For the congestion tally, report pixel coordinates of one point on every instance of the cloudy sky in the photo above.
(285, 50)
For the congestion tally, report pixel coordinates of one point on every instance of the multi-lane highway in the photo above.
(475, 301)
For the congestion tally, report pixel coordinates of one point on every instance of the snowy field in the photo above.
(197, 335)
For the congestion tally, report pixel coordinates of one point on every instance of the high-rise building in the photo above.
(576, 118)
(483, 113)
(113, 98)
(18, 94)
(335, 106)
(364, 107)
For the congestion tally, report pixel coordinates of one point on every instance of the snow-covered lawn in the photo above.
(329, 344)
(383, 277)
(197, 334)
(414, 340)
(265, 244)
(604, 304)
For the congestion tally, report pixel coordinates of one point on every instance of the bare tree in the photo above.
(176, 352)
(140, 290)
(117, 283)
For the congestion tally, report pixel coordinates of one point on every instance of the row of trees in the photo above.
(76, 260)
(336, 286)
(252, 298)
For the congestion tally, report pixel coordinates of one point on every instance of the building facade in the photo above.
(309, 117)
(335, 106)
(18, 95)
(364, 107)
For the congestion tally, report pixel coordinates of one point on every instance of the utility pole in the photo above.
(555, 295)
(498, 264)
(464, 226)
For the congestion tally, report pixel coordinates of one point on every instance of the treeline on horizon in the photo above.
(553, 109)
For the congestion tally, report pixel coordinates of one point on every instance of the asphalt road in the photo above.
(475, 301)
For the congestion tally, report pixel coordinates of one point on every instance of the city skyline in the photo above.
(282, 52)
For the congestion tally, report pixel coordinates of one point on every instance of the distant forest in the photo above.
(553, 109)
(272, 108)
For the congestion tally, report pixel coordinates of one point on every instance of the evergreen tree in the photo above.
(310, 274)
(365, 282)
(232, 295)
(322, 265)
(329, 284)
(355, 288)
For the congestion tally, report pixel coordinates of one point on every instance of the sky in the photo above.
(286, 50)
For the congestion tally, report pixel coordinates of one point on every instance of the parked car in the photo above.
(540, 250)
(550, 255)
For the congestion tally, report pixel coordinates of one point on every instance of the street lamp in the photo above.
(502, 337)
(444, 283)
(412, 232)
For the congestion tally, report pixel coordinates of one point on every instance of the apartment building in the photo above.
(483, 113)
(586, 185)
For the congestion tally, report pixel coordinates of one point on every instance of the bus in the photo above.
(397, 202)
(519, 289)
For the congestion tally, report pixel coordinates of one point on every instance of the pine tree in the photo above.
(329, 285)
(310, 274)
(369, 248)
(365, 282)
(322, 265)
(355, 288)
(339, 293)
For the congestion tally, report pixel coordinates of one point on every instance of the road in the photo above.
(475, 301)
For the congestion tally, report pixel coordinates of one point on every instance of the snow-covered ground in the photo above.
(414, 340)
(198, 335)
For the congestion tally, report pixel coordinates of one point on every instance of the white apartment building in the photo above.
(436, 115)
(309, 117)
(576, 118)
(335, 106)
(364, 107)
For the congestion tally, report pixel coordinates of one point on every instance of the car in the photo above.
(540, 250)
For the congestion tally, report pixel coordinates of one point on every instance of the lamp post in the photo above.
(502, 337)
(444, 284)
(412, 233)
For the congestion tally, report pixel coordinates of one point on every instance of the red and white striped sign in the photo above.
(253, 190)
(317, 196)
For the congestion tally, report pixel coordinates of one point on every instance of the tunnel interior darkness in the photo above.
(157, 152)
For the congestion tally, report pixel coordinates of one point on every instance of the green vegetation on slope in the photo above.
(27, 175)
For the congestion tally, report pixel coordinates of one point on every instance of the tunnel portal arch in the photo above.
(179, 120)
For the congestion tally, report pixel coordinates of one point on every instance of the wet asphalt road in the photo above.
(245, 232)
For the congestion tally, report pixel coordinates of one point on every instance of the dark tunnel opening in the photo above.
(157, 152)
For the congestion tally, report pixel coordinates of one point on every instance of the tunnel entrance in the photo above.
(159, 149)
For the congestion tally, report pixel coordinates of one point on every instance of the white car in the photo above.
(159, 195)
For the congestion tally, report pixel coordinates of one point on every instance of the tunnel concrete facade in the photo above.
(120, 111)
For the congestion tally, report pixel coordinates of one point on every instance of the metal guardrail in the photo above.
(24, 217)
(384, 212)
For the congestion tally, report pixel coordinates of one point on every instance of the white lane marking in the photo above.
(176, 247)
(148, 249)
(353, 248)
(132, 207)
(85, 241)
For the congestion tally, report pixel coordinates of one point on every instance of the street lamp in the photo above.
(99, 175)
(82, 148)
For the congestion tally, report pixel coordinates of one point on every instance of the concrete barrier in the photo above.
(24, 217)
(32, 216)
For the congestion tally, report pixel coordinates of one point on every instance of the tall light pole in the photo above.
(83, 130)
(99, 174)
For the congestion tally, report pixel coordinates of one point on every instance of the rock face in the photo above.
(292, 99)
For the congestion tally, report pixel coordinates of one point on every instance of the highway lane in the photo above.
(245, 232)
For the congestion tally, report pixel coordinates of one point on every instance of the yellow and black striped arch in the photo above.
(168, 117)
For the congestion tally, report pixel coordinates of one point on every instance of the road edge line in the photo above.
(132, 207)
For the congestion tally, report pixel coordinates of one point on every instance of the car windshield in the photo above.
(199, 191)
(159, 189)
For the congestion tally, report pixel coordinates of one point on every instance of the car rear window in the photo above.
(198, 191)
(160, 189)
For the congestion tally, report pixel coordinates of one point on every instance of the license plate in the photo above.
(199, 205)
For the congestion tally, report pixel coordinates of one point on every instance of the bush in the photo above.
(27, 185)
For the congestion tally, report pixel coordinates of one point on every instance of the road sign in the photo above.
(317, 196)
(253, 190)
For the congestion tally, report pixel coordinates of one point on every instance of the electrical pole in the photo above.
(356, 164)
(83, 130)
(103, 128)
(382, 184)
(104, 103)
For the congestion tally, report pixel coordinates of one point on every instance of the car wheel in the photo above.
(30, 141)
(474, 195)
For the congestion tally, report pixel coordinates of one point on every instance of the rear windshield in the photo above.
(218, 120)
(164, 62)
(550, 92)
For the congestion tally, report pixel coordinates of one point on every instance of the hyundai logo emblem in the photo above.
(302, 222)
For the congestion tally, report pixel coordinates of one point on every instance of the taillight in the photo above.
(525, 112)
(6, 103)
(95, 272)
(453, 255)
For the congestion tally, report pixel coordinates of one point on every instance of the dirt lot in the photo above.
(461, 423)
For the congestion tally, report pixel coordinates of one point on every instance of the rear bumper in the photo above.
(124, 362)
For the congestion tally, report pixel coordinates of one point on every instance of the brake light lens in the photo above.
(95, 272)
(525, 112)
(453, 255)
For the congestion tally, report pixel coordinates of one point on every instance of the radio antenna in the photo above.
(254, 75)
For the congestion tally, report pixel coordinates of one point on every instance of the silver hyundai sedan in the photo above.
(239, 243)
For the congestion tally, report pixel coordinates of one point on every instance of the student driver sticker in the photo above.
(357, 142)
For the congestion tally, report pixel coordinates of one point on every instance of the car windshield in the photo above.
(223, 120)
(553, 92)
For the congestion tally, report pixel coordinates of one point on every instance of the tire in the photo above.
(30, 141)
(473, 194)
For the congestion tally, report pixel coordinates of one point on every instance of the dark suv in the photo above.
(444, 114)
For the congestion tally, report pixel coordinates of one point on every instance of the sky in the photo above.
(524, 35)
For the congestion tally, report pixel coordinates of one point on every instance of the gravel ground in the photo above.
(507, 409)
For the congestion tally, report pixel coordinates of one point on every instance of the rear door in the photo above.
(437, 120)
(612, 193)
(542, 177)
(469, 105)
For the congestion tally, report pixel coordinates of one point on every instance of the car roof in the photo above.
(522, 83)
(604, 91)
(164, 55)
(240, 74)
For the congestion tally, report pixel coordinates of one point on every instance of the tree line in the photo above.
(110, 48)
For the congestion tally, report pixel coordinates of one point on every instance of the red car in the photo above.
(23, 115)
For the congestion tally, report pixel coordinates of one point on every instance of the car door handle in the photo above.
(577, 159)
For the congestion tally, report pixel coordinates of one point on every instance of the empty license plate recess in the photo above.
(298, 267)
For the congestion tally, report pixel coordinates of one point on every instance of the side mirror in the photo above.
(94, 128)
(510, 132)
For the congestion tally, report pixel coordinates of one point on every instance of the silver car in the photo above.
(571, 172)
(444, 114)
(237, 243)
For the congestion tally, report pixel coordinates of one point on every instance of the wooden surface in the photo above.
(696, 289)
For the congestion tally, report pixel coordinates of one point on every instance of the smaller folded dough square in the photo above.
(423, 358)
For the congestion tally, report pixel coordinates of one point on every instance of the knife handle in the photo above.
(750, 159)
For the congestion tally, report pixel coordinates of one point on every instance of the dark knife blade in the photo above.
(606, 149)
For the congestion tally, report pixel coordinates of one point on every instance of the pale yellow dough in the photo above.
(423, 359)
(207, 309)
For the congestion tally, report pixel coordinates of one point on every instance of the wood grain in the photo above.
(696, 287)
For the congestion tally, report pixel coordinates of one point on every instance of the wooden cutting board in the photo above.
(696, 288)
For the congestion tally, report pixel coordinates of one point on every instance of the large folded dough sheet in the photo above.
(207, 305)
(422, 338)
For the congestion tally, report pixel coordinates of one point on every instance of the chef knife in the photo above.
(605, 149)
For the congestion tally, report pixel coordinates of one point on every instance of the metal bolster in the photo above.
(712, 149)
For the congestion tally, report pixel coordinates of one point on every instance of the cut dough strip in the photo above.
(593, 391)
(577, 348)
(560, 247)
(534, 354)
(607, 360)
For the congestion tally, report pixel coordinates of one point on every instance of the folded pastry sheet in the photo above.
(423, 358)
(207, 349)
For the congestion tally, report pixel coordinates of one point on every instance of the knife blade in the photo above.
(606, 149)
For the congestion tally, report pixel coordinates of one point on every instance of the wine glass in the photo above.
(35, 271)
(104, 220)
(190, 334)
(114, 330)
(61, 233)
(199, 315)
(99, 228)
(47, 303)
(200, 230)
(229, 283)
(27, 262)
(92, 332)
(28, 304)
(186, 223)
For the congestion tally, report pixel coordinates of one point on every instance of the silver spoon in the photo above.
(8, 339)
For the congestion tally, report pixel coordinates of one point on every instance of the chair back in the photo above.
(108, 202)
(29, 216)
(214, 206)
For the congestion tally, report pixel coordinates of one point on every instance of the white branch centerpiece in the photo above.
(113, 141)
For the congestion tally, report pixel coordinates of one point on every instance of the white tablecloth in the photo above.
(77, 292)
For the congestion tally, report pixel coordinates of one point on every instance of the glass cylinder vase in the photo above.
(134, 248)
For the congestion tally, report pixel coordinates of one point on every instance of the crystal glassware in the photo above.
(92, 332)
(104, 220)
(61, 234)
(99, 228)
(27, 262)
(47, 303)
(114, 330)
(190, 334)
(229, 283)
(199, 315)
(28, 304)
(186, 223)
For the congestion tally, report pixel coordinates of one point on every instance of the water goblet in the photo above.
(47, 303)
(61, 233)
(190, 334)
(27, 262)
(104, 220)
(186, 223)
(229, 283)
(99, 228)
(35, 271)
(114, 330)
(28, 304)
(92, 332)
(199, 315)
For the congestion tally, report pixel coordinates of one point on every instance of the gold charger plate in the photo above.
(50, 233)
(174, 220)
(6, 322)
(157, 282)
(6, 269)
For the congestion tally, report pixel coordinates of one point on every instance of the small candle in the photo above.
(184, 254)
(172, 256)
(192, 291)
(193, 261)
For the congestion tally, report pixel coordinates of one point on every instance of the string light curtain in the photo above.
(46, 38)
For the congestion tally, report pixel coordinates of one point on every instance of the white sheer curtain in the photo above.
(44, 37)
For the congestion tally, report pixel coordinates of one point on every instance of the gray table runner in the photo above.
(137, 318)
————
## EXERCISE DETAILS
From the line holding "candle in the photo above." through the last line above, reproduce each line exactly and add nothing.

## FINISHED ANSWER
For the congestion tally, report pixel coordinates of one point on every instance of the small candle in the photo above.
(184, 254)
(172, 256)
(192, 291)
(193, 261)
For the congestion tally, report pixel coordinates of one point on every instance of the string light curtain in the photo above.
(46, 38)
For the congestion tally, report pixel coordinates of one point on every instance of the white sheer curtain in the photo above.
(44, 37)
For the congestion tally, report pixel coordinates of one point on every instance of the gray table runner in the photo above.
(137, 318)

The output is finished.